-- AUFGABE --
Gib aus dem Artikel über das Flüchtlingshearing im Kölner Domforum den Abschnitt wortgetreu wieder, der bei den Worten „KÖLN taz ■ Claus-Ulrich“ beginnt und nach „neuen Zuwanderungsgesetzes auszuloten.“ endet.

:: TEXTABSCHNITT ::

Kölner suchen nach Humanität

Was kann die Stadt für Flüchtlinge tun, die schon lange geduldet hier leben? Ein Hearing im Kölner Domforum lotet die kommunalen Spielräume des Zuwanderungsgesetzes aus

KÖLN taz ■ Claus-Ulrich Prölß zog eine ernüchternde Bilanz: „Die Hoffnung der Flüchtlinge in Köln auf eine rechtliche Integration“ habe sich „bislang nicht erfüllt“, klagte der Geschäftsführer des Kölner Flüchtlingsrat am Dienstag Abend vor rund 200 Zuhörern im Domforum. Unter dem Moto „Wer lange hier lebt, muss bleiben dürfen“ hatte der Flüchtlingsrat gemeinsam mit dem Kölner Runden Tisch für Integration und dem Unterstützerkreis für die von Abschiebung bedrohten Kinder und Jugendlichen e.V. zu einem Hearing eingeladen, um die kommunalen Spielräume des neuen Zuwanderungsgesetzes auszuloten.

Mit dem Gesetz hätte eigentlich die Praxis der so genannten Kettenduldung abgeschafft werden sollen, stellte Prölß fest. Doch die kommunale Ausländerbehörde lege das neue Recht so restriktiv aus, dass die meisten geduldeten Flüchtlinge immer noch keinen sicheren Aufenthaltsstatus bekämen. Mit dieser Kritik stand Prölß nicht alleine. Auch der Pfarrer und Direktor der Kölner Caritas, Franz Decker, monierte, es mangele am politischen Willen der Verantwortlichen, die den humanen „Geist des Gesetzes“ schlicht nicht umsetzen wollten – und teilweise in sein Gegenteil verkehrten.

:::
:: ZEILENAUSZÜGE ::

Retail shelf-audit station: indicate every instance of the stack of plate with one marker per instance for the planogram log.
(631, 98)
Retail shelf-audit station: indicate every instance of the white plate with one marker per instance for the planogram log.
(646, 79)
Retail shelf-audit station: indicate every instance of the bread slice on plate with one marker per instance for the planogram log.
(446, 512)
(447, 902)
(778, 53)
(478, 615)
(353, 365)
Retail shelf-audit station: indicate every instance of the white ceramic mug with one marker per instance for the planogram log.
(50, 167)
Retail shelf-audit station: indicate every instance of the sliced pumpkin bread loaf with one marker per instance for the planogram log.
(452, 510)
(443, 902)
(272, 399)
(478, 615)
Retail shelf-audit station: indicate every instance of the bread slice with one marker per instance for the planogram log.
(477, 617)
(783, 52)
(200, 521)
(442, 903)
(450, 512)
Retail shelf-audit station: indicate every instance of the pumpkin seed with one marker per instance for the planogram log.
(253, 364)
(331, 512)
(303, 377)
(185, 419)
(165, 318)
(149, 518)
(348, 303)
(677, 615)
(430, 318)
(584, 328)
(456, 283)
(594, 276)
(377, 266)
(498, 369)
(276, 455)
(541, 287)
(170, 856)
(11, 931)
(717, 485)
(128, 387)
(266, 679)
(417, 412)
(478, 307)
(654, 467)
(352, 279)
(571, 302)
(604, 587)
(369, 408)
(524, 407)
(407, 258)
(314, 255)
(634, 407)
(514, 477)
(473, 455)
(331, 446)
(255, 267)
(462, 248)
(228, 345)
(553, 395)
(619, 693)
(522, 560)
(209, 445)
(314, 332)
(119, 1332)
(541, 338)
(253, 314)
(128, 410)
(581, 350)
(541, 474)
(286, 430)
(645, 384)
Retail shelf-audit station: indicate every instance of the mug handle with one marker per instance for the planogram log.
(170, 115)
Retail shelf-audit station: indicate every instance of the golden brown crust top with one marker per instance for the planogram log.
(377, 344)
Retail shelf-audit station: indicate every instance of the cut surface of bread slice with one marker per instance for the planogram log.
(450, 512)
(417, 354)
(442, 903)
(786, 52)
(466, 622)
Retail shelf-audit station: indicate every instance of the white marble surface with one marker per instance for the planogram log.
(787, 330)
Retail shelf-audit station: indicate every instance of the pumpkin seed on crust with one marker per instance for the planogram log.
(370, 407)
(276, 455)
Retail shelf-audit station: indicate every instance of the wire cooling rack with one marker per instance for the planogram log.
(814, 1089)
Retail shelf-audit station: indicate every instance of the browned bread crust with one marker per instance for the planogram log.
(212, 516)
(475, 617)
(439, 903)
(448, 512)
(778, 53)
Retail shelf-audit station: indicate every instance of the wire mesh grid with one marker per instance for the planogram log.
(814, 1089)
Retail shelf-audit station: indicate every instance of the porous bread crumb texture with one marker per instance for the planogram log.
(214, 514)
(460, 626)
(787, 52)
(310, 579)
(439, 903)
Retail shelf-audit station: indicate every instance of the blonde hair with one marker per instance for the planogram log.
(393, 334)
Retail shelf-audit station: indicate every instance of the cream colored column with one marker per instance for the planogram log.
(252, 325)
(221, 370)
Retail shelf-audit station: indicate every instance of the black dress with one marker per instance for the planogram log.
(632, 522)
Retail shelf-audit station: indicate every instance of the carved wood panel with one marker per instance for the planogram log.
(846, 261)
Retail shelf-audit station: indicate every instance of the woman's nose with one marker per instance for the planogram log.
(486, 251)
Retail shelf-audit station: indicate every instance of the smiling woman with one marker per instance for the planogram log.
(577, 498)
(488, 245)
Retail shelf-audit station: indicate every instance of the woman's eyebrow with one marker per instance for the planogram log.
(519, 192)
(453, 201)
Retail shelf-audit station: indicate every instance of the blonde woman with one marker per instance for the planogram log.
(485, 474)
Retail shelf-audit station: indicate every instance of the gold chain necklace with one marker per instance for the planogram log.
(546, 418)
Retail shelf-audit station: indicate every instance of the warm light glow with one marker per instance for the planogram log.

:::

-- MUSTERLÖSUNG --
KÖLN taz ■ Claus-Ulrich Prölß zog eine ernüchternde Bilanz: „Die Hoffnung der Flüchtlinge in Köln auf eine rechtliche Integration“ habe sich „bislang nicht erfüllt“, klagte der Geschäftsführer des Kölner Flüchtlingsrat am Dienstag Abend vor rund 200 Zuhörern im Domforum. Unter dem Moto „Wer lange hier lebt, muss bleiben dürfen“ hatte der Flüchtlingsrat gemeinsam mit dem Kölner Runden Tisch für Integration und dem Unterstützerkreis für die von Abschiebung bedrohten Kinder und Jugendlichen e.V. zu einem Hearing eingeladen, um die kommunalen Spielräume des neuen Zuwanderungsgesetzes auszuloten.